-------- Provided records --------

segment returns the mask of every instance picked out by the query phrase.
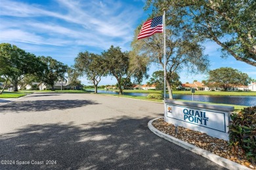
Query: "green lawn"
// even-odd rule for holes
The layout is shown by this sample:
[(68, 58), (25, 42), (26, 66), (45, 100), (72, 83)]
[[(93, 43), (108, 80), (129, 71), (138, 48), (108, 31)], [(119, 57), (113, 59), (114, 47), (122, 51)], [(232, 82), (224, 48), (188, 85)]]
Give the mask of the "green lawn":
[[(130, 98), (130, 99), (140, 99), (140, 100), (145, 100), (145, 101), (156, 101), (159, 103), (163, 103), (163, 100), (160, 99), (147, 99), (146, 97), (144, 96), (131, 96), (131, 95), (112, 95), (112, 94), (101, 94), (104, 95), (114, 95), (119, 97), (125, 97), (125, 98)], [(187, 100), (177, 100), (177, 101), (187, 101), (187, 102), (197, 102), (197, 101), (187, 101)], [(198, 101), (199, 102), (199, 101)], [(241, 105), (227, 105), (227, 104), (220, 104), (220, 103), (209, 103), (209, 102), (200, 102), (200, 103), (205, 103), (205, 104), (211, 104), (211, 105), (224, 105), (224, 106), (231, 106), (234, 107), (234, 112), (239, 112), (241, 110), (241, 109), (248, 107), (247, 106), (241, 106)]]
[[(174, 94), (192, 94), (190, 91), (173, 91)], [(252, 95), (256, 96), (256, 92), (208, 92), (196, 91), (194, 95)]]
[(0, 94), (0, 98), (18, 98), (22, 96), (24, 96), (28, 93), (26, 92), (3, 92), (3, 94)]

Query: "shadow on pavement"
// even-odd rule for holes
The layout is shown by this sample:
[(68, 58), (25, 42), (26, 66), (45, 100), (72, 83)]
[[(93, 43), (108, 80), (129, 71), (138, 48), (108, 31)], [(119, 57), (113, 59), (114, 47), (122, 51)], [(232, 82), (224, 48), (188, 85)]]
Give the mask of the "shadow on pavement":
[(40, 95), (28, 95), (27, 97), (45, 97), (45, 96), (50, 96), (50, 95), (60, 95), (59, 94), (40, 94)]
[[(0, 160), (16, 163), (0, 169), (224, 169), (155, 135), (149, 120), (124, 116), (80, 126), (28, 126), (0, 135)], [(16, 165), (17, 160), (43, 164)], [(47, 160), (56, 164), (46, 165)]]
[(97, 105), (96, 102), (91, 100), (37, 100), (16, 101), (0, 107), (0, 112), (19, 111), (44, 111), (54, 109), (64, 110), (67, 109), (81, 107), (88, 105)]
[(9, 103), (9, 102), (11, 102), (11, 101), (10, 100), (8, 100), (8, 99), (0, 99), (0, 103)]

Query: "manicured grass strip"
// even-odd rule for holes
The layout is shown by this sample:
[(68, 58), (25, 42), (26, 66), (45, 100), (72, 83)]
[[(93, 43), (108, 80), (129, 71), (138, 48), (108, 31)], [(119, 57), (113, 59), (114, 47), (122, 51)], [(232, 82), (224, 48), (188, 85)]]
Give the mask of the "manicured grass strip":
[[(145, 96), (131, 96), (131, 95), (119, 95), (106, 94), (101, 94), (110, 95), (114, 95), (114, 96), (116, 96), (116, 97), (125, 97), (125, 98), (130, 98), (130, 99), (140, 99), (140, 100), (150, 101), (156, 101), (156, 102), (160, 102), (160, 103), (163, 103), (163, 100), (147, 99), (146, 97), (145, 97)], [(234, 107), (234, 112), (239, 112), (241, 110), (241, 109), (242, 109), (245, 107), (249, 107), (247, 106), (241, 106), (241, 105), (228, 105), (228, 104), (221, 104), (221, 103), (209, 103), (209, 102), (192, 101), (188, 101), (188, 100), (179, 100), (179, 99), (177, 101), (186, 101), (186, 102), (196, 102), (196, 103), (201, 103), (217, 105), (231, 106), (231, 107)]]
[(0, 98), (18, 98), (26, 95), (26, 93), (22, 92), (5, 92), (0, 94)]
[[(173, 91), (173, 94), (190, 94), (190, 91)], [(249, 95), (256, 96), (256, 92), (208, 92), (196, 91), (194, 95)]]

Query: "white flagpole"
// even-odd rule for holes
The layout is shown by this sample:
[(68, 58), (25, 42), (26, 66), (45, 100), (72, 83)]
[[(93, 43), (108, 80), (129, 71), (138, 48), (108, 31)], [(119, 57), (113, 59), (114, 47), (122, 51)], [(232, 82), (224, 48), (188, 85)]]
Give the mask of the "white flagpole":
[(166, 98), (166, 52), (165, 52), (165, 9), (163, 9), (163, 58), (164, 58), (164, 87), (163, 87), (163, 105), (165, 114), (166, 114), (165, 98)]

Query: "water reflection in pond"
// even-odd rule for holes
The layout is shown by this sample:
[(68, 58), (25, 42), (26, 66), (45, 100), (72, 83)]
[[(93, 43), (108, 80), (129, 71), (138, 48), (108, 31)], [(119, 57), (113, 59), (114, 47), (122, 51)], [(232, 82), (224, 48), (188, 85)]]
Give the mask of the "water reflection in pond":
[[(90, 90), (94, 92), (94, 90)], [(98, 93), (119, 94), (115, 91), (98, 90)], [(148, 94), (142, 93), (123, 93), (123, 95), (133, 96), (147, 96)], [(167, 95), (169, 97), (169, 95)], [(175, 99), (192, 100), (192, 95), (174, 94)], [(215, 103), (223, 103), (243, 106), (256, 106), (256, 96), (230, 96), (230, 95), (194, 95), (194, 101), (204, 101)]]

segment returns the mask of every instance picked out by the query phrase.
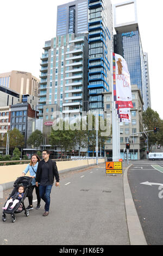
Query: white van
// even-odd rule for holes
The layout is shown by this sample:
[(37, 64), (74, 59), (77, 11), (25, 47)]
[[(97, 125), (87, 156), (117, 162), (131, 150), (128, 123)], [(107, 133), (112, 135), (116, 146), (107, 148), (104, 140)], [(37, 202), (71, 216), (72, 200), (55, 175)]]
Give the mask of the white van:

--------

:: Your objective ::
Swap every "Give the mask of" in the items above for "Return the mask of" and reproduce them with nothing else changed. Leave the pictures out of your answer.

:: Full answer ::
segment returns the mask of every instance picked out by the query phrase.
Query: "green lawn"
// even-odd rule for holes
The layout is shown by this sample:
[(68, 58), (25, 42), (26, 66), (45, 100), (72, 83)]
[[(93, 43), (108, 80), (129, 71), (138, 48), (108, 31)], [(119, 57), (113, 59), (114, 47), (122, 51)], [(232, 82), (224, 48), (188, 85)]]
Return the mask of the "green lawn":
[[(130, 98), (130, 99), (140, 99), (140, 100), (145, 100), (145, 101), (156, 101), (159, 103), (163, 103), (163, 100), (160, 99), (147, 99), (146, 97), (144, 96), (131, 96), (131, 95), (112, 95), (112, 94), (101, 94), (104, 95), (114, 95), (119, 97), (125, 97), (125, 98)], [(187, 100), (177, 100), (177, 101), (187, 101), (187, 102), (197, 102), (197, 101), (187, 101)], [(198, 101), (199, 102), (199, 101)], [(241, 105), (227, 105), (227, 104), (220, 104), (220, 103), (209, 103), (209, 102), (200, 102), (200, 103), (205, 103), (205, 104), (211, 104), (211, 105), (224, 105), (224, 106), (231, 106), (234, 107), (234, 112), (239, 112), (241, 110), (241, 109), (248, 107), (247, 106), (241, 106)]]
[[(174, 94), (192, 94), (190, 91), (173, 91)], [(252, 95), (256, 96), (256, 92), (208, 92), (196, 91), (194, 95)]]
[(0, 94), (0, 98), (18, 98), (22, 96), (24, 96), (28, 93), (26, 92), (3, 92), (3, 94)]

Query: "shadow on pavement"
// even-odd rule for holes
The layout is shown by this sample:
[(68, 58), (25, 42), (26, 66), (45, 100), (72, 83)]
[[(93, 43), (108, 80), (129, 71), (138, 48), (108, 31)], [(119, 57), (113, 59), (114, 47), (122, 51)], [(232, 82), (224, 48), (188, 85)]]
Return the mask of the "shadow on pavement":
[(40, 95), (28, 95), (27, 97), (45, 97), (45, 96), (50, 96), (50, 95), (60, 95), (59, 94), (40, 94)]
[[(0, 160), (16, 163), (0, 169), (224, 169), (155, 135), (149, 120), (124, 116), (80, 126), (28, 126), (0, 135)], [(16, 165), (17, 160), (43, 164)], [(47, 160), (56, 164), (46, 165)]]
[(97, 105), (96, 102), (91, 100), (37, 100), (16, 101), (0, 107), (0, 112), (19, 111), (44, 111), (54, 109), (64, 110), (67, 109), (81, 107), (88, 105)]
[(9, 103), (9, 102), (11, 102), (11, 101), (10, 100), (8, 100), (8, 99), (0, 99), (0, 103)]

Query: "manicured grass strip"
// even-odd rule for holes
The layout is shown by this sample:
[(68, 58), (25, 42), (26, 66), (45, 100), (72, 83)]
[[(93, 43), (108, 80), (129, 71), (138, 48), (108, 31)], [(119, 57), (113, 59), (114, 47), (122, 51)], [(232, 82), (224, 48), (188, 85)]]
Return the mask of the "manicured grass strip":
[[(145, 96), (131, 96), (131, 95), (119, 95), (106, 94), (101, 94), (110, 95), (114, 95), (114, 96), (116, 96), (116, 97), (125, 97), (125, 98), (130, 98), (130, 99), (140, 99), (140, 100), (150, 101), (156, 101), (156, 102), (160, 102), (160, 103), (163, 103), (163, 100), (147, 99), (146, 97), (145, 97)], [(234, 107), (234, 112), (239, 112), (241, 110), (241, 109), (242, 109), (245, 107), (249, 107), (247, 106), (241, 106), (241, 105), (228, 105), (228, 104), (221, 104), (221, 103), (209, 103), (209, 102), (192, 101), (188, 101), (188, 100), (179, 100), (179, 99), (177, 101), (186, 101), (186, 102), (196, 102), (196, 103), (201, 103), (217, 105), (231, 106), (231, 107)]]
[(0, 98), (18, 98), (26, 95), (26, 93), (22, 92), (5, 92), (0, 94)]
[[(173, 91), (173, 94), (190, 94), (190, 91)], [(249, 95), (256, 96), (256, 92), (208, 92), (196, 91), (194, 95)]]

Query: "white flagpole"
// even-odd rule for holes
The layout is shown by this sample:
[(68, 58), (25, 42), (26, 66), (45, 100), (72, 83)]
[[(93, 43), (108, 80), (129, 71), (138, 48), (108, 31)], [(119, 57), (113, 59), (114, 47), (122, 51)], [(232, 82), (224, 48), (188, 85)]]
Return the mask of the "white flagpole":
[(166, 98), (166, 52), (165, 52), (165, 9), (163, 9), (163, 58), (164, 58), (164, 87), (163, 87), (163, 105), (165, 114), (166, 114), (165, 98)]

Query: "water reflection in pond"
// even-odd rule for holes
The layout is shown by this sample:
[(68, 58), (25, 42), (26, 66), (45, 100), (72, 83)]
[[(93, 43), (108, 80), (129, 71), (138, 48), (108, 31)], [(119, 57), (113, 59), (114, 47), (122, 51)], [(232, 82), (224, 48), (188, 85)]]
Return the mask of the "water reflection in pond":
[[(90, 90), (94, 92), (94, 90)], [(98, 93), (119, 94), (115, 91), (98, 90)], [(148, 94), (142, 93), (123, 93), (123, 95), (133, 96), (147, 96)], [(167, 95), (169, 97), (169, 95)], [(175, 99), (192, 100), (192, 95), (174, 94)], [(215, 103), (223, 103), (243, 106), (256, 106), (256, 96), (230, 96), (230, 95), (194, 95), (194, 101), (204, 101)]]

segment returns the mask of every instance picked out by the query phrase.
Query: white van
// even-odd rule for holes
The layout is shown by this sample:
[(37, 64), (74, 59), (77, 11), (25, 47)]
[[(97, 125), (87, 156), (117, 162), (131, 150), (128, 123)], [(107, 133), (112, 135), (116, 146), (107, 148), (104, 140)], [(37, 202), (71, 216), (72, 200), (55, 175)]]
Return the mask of the white van:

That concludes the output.